Studio album by the Hives
- Released: 29 August 2025
- Studio: Year0001 (Stockholm); Riksmixningsverket (Stockholm);
- Genre: Garage rock
- Length: 32:57
- Label: PIAS
- Producer: Pelle Gunnerfeldt

The Hives chronology
| The Death of Randy Fitzsimmons (2023) | The Hives Forever Forever the Hives (2025) |  |

Singles from The Hives Forever Forever the Hives
- "Enough Is Enough" Released: 1 April 2025; "Paint a Picture" Released: 17 June 2025; "Legalize Living" Released: 7 July 2025; "The Hives Forever Forever the Hives" Released: 14 August 2025;

= The Hives Forever Forever the Hives =

The Hives Forever Forever the Hives is the seventh studio album by Swedish garage rock band the Hives, released on 29 August 2025 through PIAS Recordings.

Professional ratings
Aggregate scores
| Source | Rating |
| Metacritic | 82/100 |
Review scores
| Source | Rating |
| AllMusic | Star |
| Kerrang! | Star |
| Mojo | Star |
| Paste | Star Half star |
| New Noise Magazine | Star |
| The Spill Magazine | Star Half star |
| Classic Rock | Star Half star |
| DIY | Star |

==Background and release==
On 1 April 2025, the Hives announced their seventh studio album The Hives Forever Forever the Hives, alongside the release of the lead single "Enough Is Enough", and details of a world tour beginning in July 2025.

Recording sessions for the album took place at Riksmixningsverket, a studio owned by ABBA's Benny Andersson and at Year0001's Stockholm studio, associated with Swedish rapper Yung Lean. The album was co-produced by longtime collaborator Pelle Gunnerfeldt and Beastie Boys member Mike D. Queens of the Stone Age frontman Josh Homme contributed to the album in an advisory role.

^^^^

» **Brief 1**
Repeat the passage of the album article word for word, starting at "The Hives chronology" and ending at "through PIAS Recordings.".
» **Brief 2**
Pick up the article on The Hives Forever Forever the Hives after its last sentence and keep writing it.

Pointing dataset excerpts
^^^^

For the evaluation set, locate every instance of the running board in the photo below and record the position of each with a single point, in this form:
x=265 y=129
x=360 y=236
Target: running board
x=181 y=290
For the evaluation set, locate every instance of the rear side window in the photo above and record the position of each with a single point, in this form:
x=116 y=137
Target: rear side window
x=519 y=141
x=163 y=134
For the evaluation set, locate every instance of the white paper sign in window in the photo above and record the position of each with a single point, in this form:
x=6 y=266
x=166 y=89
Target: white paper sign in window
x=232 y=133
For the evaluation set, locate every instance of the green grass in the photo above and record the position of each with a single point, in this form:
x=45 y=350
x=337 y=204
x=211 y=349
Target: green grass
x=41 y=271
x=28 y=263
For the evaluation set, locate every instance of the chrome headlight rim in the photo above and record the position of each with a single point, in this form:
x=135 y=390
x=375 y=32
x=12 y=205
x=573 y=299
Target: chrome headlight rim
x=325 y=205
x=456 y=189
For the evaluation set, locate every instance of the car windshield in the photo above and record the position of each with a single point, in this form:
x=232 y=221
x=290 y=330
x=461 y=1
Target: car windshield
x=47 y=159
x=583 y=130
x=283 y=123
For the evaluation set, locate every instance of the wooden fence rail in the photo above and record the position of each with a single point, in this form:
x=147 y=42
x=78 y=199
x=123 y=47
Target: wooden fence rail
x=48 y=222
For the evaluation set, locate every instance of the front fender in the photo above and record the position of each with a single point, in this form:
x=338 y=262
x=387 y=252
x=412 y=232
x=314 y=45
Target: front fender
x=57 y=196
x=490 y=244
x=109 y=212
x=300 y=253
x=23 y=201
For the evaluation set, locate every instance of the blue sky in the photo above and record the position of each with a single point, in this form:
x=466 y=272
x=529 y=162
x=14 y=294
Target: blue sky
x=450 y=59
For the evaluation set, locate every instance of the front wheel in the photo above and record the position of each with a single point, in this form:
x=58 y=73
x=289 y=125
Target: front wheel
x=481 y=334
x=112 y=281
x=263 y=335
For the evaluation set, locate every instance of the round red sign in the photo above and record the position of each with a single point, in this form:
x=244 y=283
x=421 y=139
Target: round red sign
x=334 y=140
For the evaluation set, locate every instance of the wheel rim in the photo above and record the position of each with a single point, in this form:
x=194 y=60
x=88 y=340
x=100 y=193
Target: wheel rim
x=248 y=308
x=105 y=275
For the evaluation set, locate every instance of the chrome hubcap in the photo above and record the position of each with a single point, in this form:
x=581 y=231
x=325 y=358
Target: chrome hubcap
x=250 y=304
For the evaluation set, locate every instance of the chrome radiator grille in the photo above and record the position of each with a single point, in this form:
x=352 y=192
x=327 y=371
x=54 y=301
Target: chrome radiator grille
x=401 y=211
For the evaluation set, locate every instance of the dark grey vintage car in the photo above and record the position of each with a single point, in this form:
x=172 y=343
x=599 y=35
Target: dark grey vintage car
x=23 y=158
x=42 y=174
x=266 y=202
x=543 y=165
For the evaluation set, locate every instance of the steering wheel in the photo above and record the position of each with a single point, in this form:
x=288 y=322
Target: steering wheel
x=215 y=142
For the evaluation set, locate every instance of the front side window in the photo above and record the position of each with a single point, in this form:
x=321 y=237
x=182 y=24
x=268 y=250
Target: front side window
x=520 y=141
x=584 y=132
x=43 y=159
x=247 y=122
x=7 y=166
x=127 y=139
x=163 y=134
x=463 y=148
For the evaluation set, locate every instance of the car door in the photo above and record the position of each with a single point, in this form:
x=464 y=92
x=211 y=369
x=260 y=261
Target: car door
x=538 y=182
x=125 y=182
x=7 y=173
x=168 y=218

^^^^

» **Final result 1**
The Hives chronology
| The Death of Randy Fitzsimmons (2023) | The Hives Forever Forever the Hives (2025) |  |

Singles from The Hives Forever Forever the Hives
- "Enough Is Enough" Released: 1 April 2025; "Paint a Picture" Released: 17 June 2025; "Legalize Living" Released: 7 July 2025; "The Hives Forever Forever the Hives" Released: 14 August 2025;

= The Hives Forever Forever the Hives =

The Hives Forever Forever the Hives is the seventh studio album by Swedish garage rock band the Hives, released on 29 August 2025 through PIAS Recordings.

» **Final result 2**
In a statement accompanying the announcement, the band described it as "a new record so full of energy, joy, anger and life that you will be questioning reality as you have known it... Every single song a single, every single single a hit, every hit a direct hit in the face of the man."

In an interview with Yahoo Entertainment, frontman Pelle Almqvist recalled the band's reaction to Mike D's presence in the studio: Mike D from the Beastie Boys came to the studio in Stockholm on the first day we were in there. We were recording the album with Pelle Gunnerfeldt, who's our usual producer and mentor. He's been around since our first album Barely Legal]. We're all big Beastie Boys fans, but I think he might be the biggest one. When Mike showed up, everyone was like, "This is going to be fun". But then, everybody got really nervous pretty quickly. Pelle started stumbling over cables, and connecting things the wrong way. It was pretty funny.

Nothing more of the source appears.